#### Request
Copy the entire PMEMD scaling email below word for word.

#### Extracted text

AMBER Archive (2004)Subject: Re: AMBER: PMEMD scaling
From: Robert Duke (rduke_at_email.unc.edu)
Date: Sun Apr 25 2004 - 10:24:11 CDT
Lubos -
On the quadrics interconnect on the terrascale computer at PSC
(alphaservers, 4 cpu's per node, I believe) pmemd scales well out to about
128 processors (50% efficiency - off the top of my head, so don't hold me to
exact numbers). If your quadrics h/w is equivalent, you will probably do
around this well. Scaling is a balance between interconnect speed and cpu
speed. As the cpu's get faster, they increase the demand on the
interconnect, so with faster cpu's, you MAY not scale as well, but you will
get good throughput at the point where scaling starts dropping off. Vendors
tend to not build balanced systems with good interconnect speed because it
is cheaper to get better cpu speeds, and the bulk of the marketplace is
satisfied with faster cpu's. Also, scaling is better on larger problems
(more atoms) due to basic geometry considerations (cutoff radius vs. size of
the chunk of atoms any given processor owns).

[Position identification data]

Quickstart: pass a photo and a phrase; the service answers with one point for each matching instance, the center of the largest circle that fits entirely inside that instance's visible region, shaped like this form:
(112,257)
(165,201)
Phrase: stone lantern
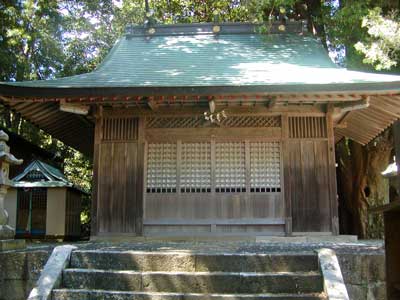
(6,159)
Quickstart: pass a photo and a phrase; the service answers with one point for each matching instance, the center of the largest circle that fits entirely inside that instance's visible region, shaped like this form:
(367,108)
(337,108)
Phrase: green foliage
(382,46)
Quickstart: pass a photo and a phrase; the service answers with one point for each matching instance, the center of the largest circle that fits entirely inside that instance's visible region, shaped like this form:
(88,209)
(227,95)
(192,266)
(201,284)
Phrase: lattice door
(265,167)
(230,174)
(161,168)
(196,167)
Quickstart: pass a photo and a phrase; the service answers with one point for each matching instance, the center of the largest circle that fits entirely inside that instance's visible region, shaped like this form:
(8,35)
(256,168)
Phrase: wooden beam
(354,105)
(152,104)
(74,108)
(272,103)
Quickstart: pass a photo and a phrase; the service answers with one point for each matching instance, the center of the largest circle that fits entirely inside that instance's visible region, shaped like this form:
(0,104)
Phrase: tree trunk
(361,185)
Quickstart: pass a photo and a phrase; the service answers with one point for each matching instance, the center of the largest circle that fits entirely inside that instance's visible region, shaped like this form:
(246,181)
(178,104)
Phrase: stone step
(194,282)
(81,294)
(189,262)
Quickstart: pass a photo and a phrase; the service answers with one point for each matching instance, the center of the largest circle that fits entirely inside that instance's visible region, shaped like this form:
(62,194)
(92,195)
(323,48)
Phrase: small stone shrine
(7,233)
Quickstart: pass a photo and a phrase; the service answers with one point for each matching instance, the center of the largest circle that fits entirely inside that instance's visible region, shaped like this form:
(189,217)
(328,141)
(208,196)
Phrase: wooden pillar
(286,192)
(396,134)
(392,250)
(140,178)
(96,152)
(332,172)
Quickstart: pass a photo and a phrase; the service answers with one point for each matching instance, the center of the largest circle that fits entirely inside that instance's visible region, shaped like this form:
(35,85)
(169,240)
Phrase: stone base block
(6,232)
(6,245)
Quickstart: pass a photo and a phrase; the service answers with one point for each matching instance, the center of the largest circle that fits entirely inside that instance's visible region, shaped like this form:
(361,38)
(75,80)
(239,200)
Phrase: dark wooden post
(396,134)
(392,249)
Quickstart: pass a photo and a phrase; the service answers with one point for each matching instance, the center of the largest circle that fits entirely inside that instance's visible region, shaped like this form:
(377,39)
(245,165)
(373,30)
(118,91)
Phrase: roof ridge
(291,26)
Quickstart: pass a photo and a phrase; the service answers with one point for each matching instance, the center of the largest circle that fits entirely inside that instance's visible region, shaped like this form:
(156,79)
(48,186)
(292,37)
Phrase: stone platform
(7,245)
(362,262)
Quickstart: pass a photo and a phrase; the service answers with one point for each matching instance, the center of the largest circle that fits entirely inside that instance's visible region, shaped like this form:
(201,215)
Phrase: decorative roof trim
(208,28)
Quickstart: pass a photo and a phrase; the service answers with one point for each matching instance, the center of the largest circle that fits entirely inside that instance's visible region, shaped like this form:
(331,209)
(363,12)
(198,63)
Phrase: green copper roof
(205,60)
(50,177)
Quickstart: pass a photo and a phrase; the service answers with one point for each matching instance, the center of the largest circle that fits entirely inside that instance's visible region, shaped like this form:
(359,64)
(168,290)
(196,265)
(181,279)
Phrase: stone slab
(6,232)
(332,276)
(8,245)
(50,277)
(66,294)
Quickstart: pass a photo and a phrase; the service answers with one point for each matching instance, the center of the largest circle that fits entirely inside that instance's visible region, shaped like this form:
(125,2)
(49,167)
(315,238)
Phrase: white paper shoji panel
(230,167)
(195,167)
(265,166)
(161,168)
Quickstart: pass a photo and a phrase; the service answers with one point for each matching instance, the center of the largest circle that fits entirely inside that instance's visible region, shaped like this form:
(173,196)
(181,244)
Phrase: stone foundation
(364,275)
(363,267)
(19,272)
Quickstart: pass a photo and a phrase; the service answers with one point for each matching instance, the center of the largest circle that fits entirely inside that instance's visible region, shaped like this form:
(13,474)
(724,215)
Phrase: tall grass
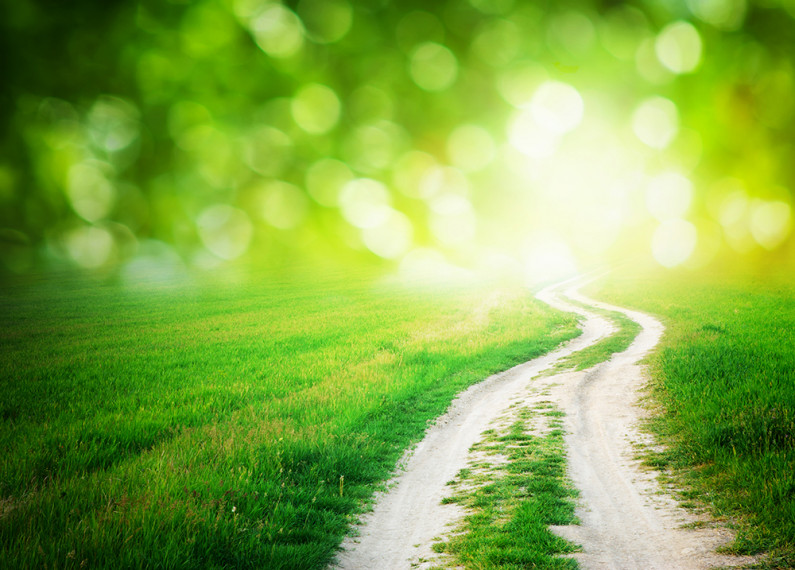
(726,380)
(221,426)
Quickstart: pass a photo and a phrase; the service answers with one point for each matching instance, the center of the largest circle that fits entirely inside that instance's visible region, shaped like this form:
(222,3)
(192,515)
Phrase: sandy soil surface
(627,519)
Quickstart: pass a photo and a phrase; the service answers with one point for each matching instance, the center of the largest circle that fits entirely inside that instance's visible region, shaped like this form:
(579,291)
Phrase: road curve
(626,522)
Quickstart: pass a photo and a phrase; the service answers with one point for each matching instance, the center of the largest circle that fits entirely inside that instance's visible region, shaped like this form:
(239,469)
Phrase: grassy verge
(511,505)
(218,426)
(725,379)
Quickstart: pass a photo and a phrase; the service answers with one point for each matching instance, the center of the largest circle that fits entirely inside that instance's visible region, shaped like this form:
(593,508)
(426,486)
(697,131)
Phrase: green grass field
(725,380)
(219,426)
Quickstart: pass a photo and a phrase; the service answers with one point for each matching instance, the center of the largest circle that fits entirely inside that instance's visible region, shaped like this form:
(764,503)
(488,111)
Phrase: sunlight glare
(668,195)
(390,239)
(678,47)
(673,242)
(656,122)
(557,107)
(365,203)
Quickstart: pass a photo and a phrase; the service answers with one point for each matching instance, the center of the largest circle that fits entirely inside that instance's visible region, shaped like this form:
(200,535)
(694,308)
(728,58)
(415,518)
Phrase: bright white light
(282,204)
(548,257)
(558,107)
(392,238)
(678,47)
(673,242)
(470,148)
(668,195)
(453,220)
(365,203)
(656,122)
(531,139)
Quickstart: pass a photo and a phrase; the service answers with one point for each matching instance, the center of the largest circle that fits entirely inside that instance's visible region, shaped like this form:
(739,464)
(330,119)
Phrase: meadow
(724,392)
(228,423)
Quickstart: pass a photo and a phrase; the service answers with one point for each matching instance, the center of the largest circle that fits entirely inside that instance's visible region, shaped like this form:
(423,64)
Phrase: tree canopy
(501,134)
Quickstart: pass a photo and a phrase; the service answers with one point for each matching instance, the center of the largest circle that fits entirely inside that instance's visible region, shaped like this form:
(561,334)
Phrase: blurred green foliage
(191,133)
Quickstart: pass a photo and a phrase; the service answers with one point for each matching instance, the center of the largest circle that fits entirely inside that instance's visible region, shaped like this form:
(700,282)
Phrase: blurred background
(147,138)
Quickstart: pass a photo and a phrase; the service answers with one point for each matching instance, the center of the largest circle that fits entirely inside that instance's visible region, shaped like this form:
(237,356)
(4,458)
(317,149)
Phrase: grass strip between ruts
(510,505)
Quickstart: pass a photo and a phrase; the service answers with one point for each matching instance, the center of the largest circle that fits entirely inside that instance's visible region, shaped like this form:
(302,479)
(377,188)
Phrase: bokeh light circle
(433,67)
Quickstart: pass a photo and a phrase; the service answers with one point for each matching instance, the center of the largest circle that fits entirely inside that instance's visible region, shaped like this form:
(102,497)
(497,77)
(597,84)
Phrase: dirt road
(627,520)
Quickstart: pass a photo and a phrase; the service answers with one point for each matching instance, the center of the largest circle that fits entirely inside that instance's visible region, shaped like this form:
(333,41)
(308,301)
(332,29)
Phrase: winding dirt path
(627,520)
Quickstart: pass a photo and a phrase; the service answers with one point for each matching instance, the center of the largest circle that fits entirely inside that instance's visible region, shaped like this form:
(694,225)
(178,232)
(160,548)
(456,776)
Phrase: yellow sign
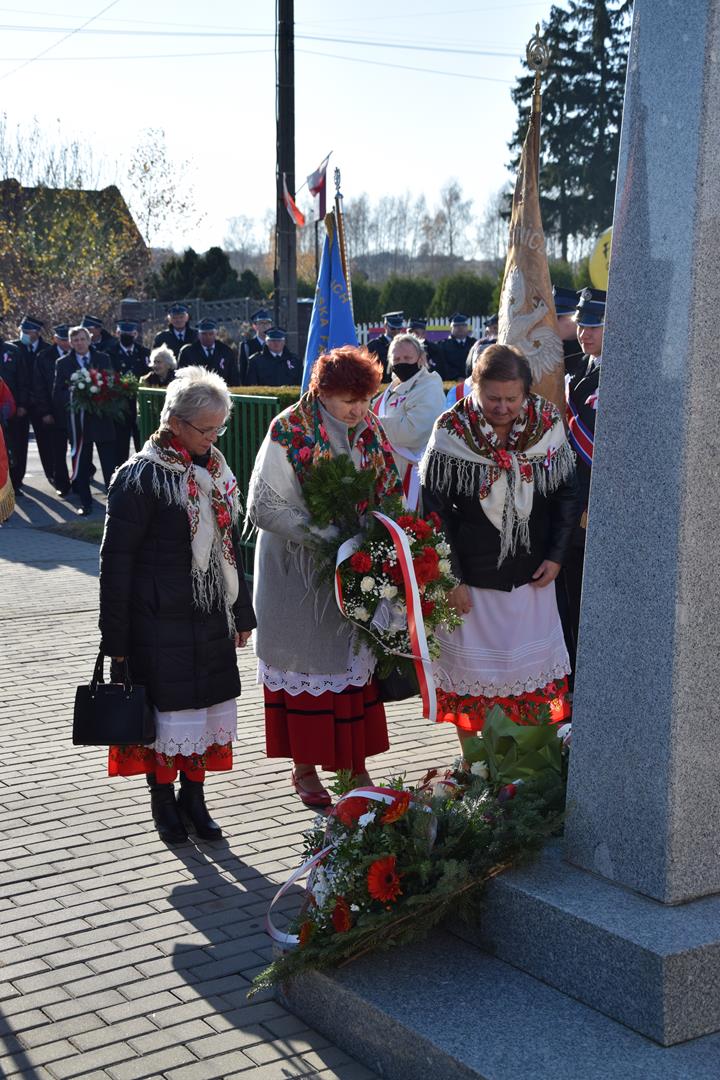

#### In response
AMBER Archive (2004)Subject: Re: AMBER: PMEMD scaling
From: Robert Duke (rduke_at_email.unc.edu)
Date: Sun Apr 25 2004 - 10:24:11 CDT
Lubos -
On the quadrics interconnect on the terrascale computer at PSC
(alphaservers, 4 cpu's per node, I believe) pmemd scales well out to about
128 processors (50% efficiency - off the top of my head, so don't hold me to
exact numbers). If your quadrics h/w is equivalent, you will probably do
around this well. Scaling is a balance between interconnect speed and cpu
speed. As the cpu's get faster, they increase the demand on the
interconnect, so with faster cpu's, you MAY not scale as well, but you will
get good throughput at the point where scaling starts dropping off. Vendors
tend to not build balanced systems with good interconnect speed because it
is cheaper to get better cpu speeds, and the bulk of the marketplace is
satisfied with faster cpu's. Also, scaling is better on larger problems
(more atoms) due to basic geometry considerations (cutoff radius vs. size of
the chunk of atoms any given processor owns).